__Exercise task__: Format the records below as a JSON list of strings, one string per line and no blank lines. Begin at the line that contains "Please spot the bush" and stop after the last line of the records.

--- Information supplied ---

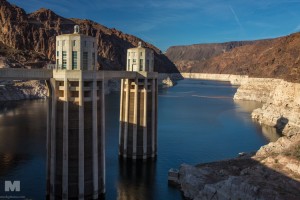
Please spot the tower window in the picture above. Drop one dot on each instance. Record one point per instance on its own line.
(74, 59)
(85, 60)
(93, 60)
(64, 64)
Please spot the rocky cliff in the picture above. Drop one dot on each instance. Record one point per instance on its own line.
(273, 172)
(273, 58)
(186, 57)
(35, 33)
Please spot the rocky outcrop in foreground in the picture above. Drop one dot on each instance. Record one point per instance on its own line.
(273, 172)
(272, 58)
(20, 90)
(34, 33)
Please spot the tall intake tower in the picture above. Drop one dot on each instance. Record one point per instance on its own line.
(138, 107)
(75, 135)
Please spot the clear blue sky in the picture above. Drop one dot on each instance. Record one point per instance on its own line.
(165, 23)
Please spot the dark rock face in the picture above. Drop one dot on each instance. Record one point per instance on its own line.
(36, 32)
(274, 58)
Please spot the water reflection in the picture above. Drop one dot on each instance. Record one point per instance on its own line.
(270, 133)
(191, 130)
(136, 180)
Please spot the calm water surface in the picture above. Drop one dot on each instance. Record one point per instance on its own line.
(198, 122)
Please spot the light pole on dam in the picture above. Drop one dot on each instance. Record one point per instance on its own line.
(76, 116)
(138, 107)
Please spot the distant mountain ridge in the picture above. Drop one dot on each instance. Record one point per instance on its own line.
(34, 34)
(271, 58)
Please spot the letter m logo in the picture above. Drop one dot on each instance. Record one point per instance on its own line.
(12, 186)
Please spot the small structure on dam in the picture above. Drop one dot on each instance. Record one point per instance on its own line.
(75, 139)
(138, 107)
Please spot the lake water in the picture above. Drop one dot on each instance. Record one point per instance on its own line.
(198, 121)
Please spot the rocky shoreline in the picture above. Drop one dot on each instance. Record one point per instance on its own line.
(273, 172)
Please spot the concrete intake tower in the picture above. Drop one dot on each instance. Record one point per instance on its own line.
(75, 138)
(138, 107)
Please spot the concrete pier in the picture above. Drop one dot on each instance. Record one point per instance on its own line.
(76, 135)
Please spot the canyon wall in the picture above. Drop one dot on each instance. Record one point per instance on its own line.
(270, 173)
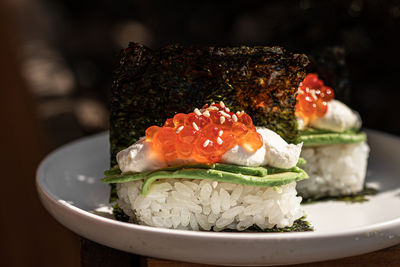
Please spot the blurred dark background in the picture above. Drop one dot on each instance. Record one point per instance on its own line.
(56, 71)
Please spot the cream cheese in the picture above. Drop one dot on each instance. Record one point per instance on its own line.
(139, 158)
(338, 118)
(275, 152)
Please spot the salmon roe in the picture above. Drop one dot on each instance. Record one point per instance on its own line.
(312, 98)
(204, 135)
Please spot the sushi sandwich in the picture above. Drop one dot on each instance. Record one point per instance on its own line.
(220, 178)
(210, 169)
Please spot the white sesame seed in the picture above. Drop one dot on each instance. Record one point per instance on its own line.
(219, 141)
(225, 114)
(206, 143)
(197, 112)
(234, 118)
(206, 113)
(195, 126)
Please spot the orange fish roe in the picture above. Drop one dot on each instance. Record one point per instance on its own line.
(204, 135)
(312, 98)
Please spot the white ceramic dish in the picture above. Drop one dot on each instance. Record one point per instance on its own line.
(68, 182)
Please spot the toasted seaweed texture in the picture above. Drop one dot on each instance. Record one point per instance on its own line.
(152, 85)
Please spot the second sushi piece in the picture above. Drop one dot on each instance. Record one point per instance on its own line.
(334, 148)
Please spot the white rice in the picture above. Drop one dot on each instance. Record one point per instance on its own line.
(334, 170)
(209, 205)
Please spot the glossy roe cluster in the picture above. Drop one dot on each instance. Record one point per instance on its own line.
(203, 135)
(312, 98)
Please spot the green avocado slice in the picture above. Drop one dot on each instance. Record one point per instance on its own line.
(256, 176)
(315, 137)
(276, 179)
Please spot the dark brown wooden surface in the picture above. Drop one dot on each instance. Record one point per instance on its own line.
(29, 236)
(93, 255)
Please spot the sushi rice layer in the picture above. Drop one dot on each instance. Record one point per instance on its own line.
(210, 205)
(334, 170)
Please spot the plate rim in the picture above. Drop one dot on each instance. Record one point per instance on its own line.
(41, 188)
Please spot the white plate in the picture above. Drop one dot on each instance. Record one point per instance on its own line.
(68, 181)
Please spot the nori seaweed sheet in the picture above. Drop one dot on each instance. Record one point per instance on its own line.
(330, 64)
(152, 85)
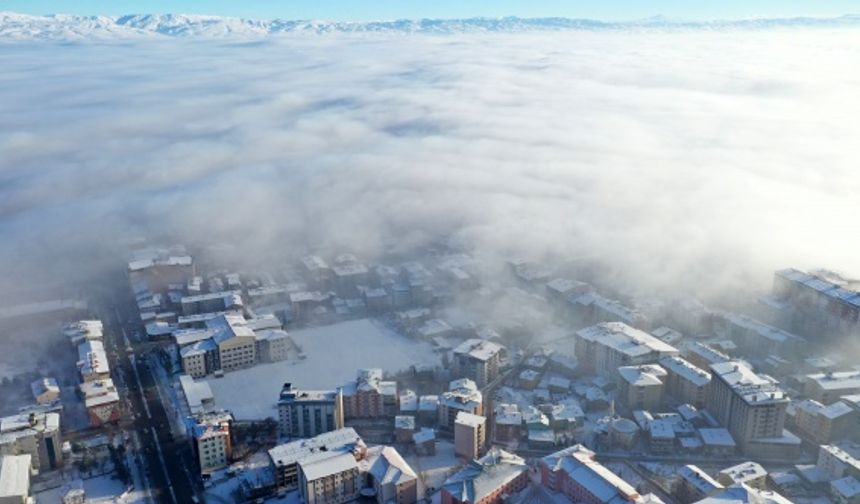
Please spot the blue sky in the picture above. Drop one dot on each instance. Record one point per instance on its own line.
(388, 9)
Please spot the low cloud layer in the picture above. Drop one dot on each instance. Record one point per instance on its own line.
(689, 159)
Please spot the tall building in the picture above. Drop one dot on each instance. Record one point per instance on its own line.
(308, 413)
(212, 441)
(392, 479)
(34, 434)
(686, 382)
(574, 473)
(826, 297)
(749, 405)
(15, 479)
(479, 360)
(369, 396)
(605, 347)
(470, 435)
(237, 343)
(827, 388)
(488, 480)
(462, 396)
(641, 387)
(285, 458)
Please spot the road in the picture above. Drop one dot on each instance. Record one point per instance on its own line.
(168, 462)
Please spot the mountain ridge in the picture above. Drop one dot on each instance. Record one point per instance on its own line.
(15, 26)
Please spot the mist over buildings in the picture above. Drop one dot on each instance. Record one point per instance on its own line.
(689, 160)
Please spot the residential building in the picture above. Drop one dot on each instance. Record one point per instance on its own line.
(507, 423)
(750, 474)
(470, 435)
(827, 388)
(404, 428)
(695, 485)
(236, 342)
(35, 434)
(308, 413)
(478, 360)
(285, 458)
(822, 424)
(831, 299)
(273, 345)
(84, 330)
(754, 337)
(641, 387)
(605, 347)
(702, 355)
(488, 480)
(741, 493)
(101, 400)
(329, 478)
(463, 395)
(161, 270)
(845, 490)
(574, 473)
(200, 358)
(369, 396)
(749, 405)
(45, 390)
(92, 361)
(685, 382)
(391, 478)
(717, 442)
(834, 462)
(15, 479)
(213, 302)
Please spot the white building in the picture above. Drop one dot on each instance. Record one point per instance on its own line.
(478, 360)
(34, 434)
(45, 390)
(470, 435)
(14, 479)
(211, 440)
(605, 347)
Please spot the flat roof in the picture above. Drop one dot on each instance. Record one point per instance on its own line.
(15, 475)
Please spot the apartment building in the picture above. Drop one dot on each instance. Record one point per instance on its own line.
(15, 479)
(832, 299)
(211, 439)
(822, 424)
(489, 480)
(749, 405)
(391, 478)
(695, 484)
(34, 434)
(284, 459)
(827, 388)
(470, 435)
(309, 413)
(237, 345)
(685, 382)
(605, 347)
(329, 478)
(574, 473)
(641, 387)
(463, 395)
(369, 396)
(479, 360)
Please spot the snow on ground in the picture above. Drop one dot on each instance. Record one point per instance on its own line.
(101, 489)
(333, 354)
(434, 469)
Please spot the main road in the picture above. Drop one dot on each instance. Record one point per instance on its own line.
(169, 462)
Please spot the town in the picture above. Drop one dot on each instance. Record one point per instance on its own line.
(436, 377)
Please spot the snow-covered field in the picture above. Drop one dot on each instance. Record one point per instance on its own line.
(333, 354)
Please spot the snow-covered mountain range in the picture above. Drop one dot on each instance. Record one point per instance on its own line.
(14, 26)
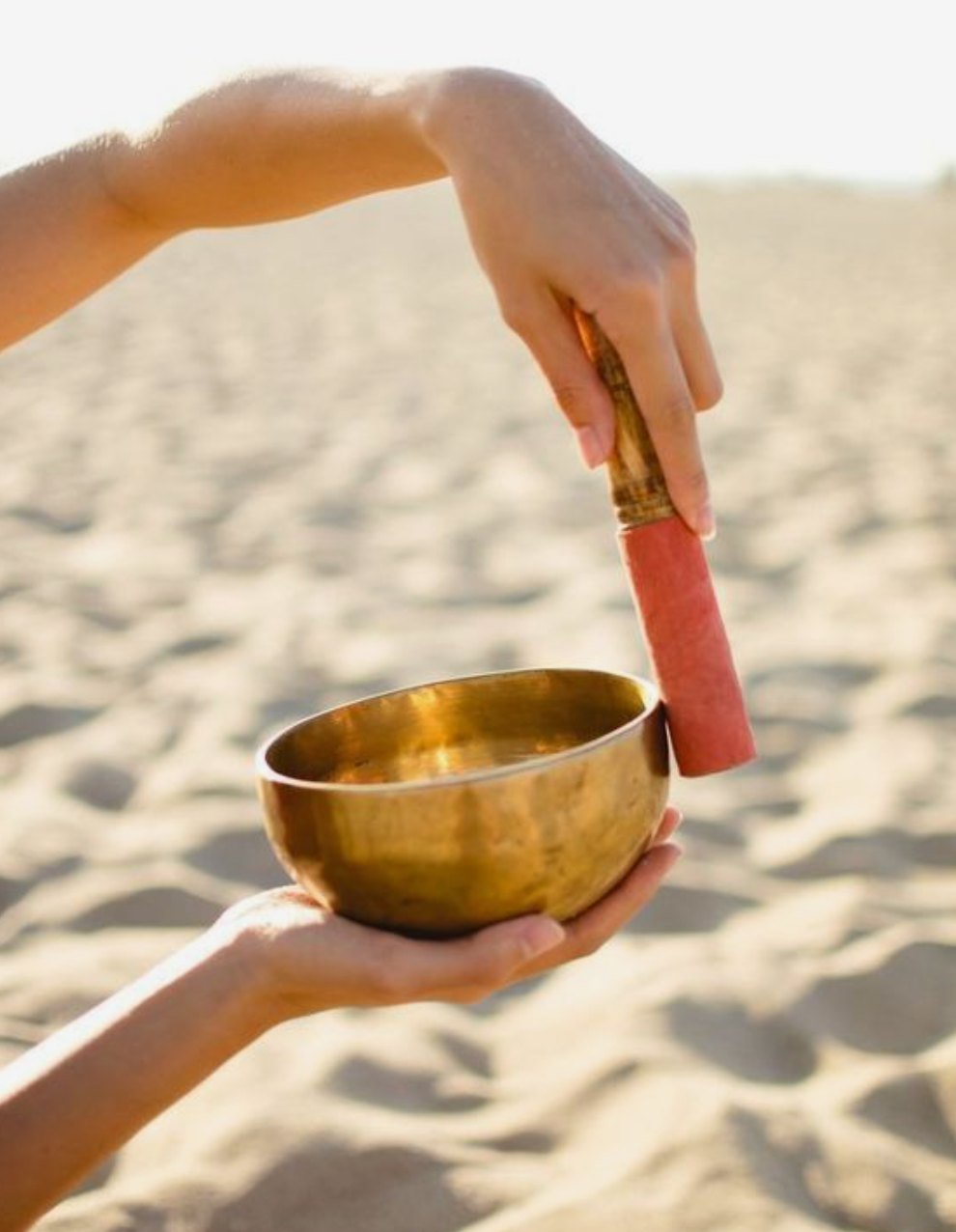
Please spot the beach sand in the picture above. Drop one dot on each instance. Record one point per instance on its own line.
(275, 469)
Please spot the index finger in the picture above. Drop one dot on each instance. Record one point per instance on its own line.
(651, 357)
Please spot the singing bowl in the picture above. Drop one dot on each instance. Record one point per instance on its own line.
(436, 809)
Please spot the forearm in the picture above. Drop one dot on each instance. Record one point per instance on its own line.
(251, 151)
(75, 1099)
(277, 146)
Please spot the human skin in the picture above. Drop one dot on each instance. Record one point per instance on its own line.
(72, 1101)
(556, 217)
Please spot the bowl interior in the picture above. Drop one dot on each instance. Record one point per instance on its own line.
(457, 727)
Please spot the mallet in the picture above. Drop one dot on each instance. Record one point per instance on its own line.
(671, 588)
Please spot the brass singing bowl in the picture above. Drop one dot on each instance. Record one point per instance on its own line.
(436, 809)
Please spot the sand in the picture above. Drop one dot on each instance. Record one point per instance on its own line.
(273, 469)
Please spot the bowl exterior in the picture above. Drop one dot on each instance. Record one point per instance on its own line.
(447, 856)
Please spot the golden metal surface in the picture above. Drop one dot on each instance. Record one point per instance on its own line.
(443, 807)
(638, 490)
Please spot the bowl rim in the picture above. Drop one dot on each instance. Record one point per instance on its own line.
(267, 772)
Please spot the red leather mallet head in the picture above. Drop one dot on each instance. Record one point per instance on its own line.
(671, 588)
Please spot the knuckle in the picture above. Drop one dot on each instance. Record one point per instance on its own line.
(674, 407)
(641, 291)
(518, 315)
(713, 394)
(573, 401)
(696, 482)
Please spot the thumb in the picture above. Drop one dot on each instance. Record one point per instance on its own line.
(485, 960)
(548, 333)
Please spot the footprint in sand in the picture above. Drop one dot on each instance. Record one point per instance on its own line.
(34, 719)
(792, 1167)
(239, 855)
(905, 1004)
(101, 785)
(151, 907)
(407, 1090)
(685, 910)
(916, 1107)
(764, 1050)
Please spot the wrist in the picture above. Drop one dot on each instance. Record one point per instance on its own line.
(245, 976)
(454, 102)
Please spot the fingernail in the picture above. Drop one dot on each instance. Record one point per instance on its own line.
(540, 936)
(590, 446)
(607, 435)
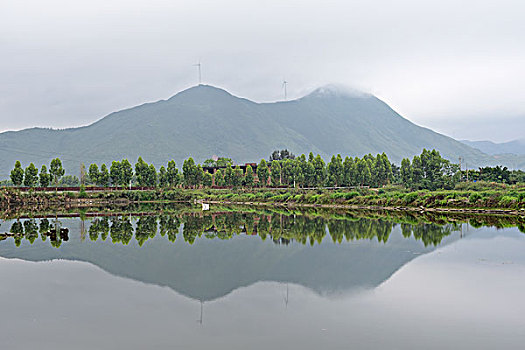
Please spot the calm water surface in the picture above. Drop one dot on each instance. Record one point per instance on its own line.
(259, 281)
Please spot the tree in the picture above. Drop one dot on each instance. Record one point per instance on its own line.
(93, 174)
(228, 176)
(69, 180)
(141, 172)
(152, 176)
(417, 172)
(248, 178)
(298, 175)
(82, 174)
(320, 170)
(238, 177)
(335, 171)
(172, 174)
(275, 173)
(363, 172)
(103, 178)
(189, 171)
(17, 174)
(281, 155)
(349, 172)
(44, 177)
(287, 171)
(219, 178)
(207, 180)
(126, 172)
(163, 177)
(406, 172)
(56, 170)
(263, 173)
(31, 176)
(115, 173)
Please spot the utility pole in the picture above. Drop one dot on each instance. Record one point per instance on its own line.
(200, 76)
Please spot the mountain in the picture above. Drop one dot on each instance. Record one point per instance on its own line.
(205, 120)
(489, 147)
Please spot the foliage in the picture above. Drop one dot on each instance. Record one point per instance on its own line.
(31, 176)
(17, 174)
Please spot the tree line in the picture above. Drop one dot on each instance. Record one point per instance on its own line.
(425, 171)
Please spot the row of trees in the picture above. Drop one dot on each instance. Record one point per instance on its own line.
(425, 171)
(30, 177)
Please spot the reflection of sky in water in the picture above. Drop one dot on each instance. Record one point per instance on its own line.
(468, 294)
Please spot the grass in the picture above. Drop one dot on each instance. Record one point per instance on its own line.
(465, 195)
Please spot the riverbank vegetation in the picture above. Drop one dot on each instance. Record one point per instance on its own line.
(426, 181)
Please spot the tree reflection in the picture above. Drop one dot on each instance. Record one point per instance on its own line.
(280, 228)
(121, 230)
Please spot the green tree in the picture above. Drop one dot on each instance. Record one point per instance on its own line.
(349, 172)
(126, 172)
(248, 179)
(275, 173)
(189, 171)
(141, 172)
(219, 178)
(115, 173)
(56, 170)
(406, 172)
(103, 179)
(238, 177)
(93, 173)
(17, 174)
(417, 172)
(152, 176)
(163, 177)
(298, 176)
(320, 170)
(31, 176)
(172, 174)
(335, 171)
(44, 177)
(228, 176)
(207, 180)
(263, 173)
(309, 174)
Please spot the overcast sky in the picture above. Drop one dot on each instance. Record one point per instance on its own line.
(455, 66)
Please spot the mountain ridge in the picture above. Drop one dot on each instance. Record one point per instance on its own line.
(205, 120)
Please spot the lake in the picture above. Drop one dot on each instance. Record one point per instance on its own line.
(245, 278)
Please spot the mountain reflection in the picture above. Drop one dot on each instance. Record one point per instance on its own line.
(277, 227)
(207, 255)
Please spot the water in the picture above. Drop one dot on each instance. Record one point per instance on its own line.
(259, 280)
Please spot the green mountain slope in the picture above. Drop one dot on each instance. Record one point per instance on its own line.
(204, 120)
(489, 147)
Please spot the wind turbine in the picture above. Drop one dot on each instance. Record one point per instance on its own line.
(284, 87)
(199, 65)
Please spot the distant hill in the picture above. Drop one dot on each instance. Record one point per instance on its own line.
(512, 147)
(204, 120)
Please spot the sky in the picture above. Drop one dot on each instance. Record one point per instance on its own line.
(457, 67)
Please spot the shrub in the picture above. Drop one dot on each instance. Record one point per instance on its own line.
(474, 197)
(410, 197)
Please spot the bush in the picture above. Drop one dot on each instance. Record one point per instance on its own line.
(351, 195)
(410, 197)
(474, 197)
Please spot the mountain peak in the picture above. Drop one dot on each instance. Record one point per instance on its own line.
(202, 91)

---

__Output for this task__:
[
  "Please spot the bush in the picture above. Drop one dot on each instance. Record one point per instance on its own line.",
  "(351, 195)",
  "(410, 197)",
  "(474, 197)",
  "Please spot the mountain peak in the picture above. Drop one dot on each instance. Record one point per instance on its own line.",
  "(202, 91)"
]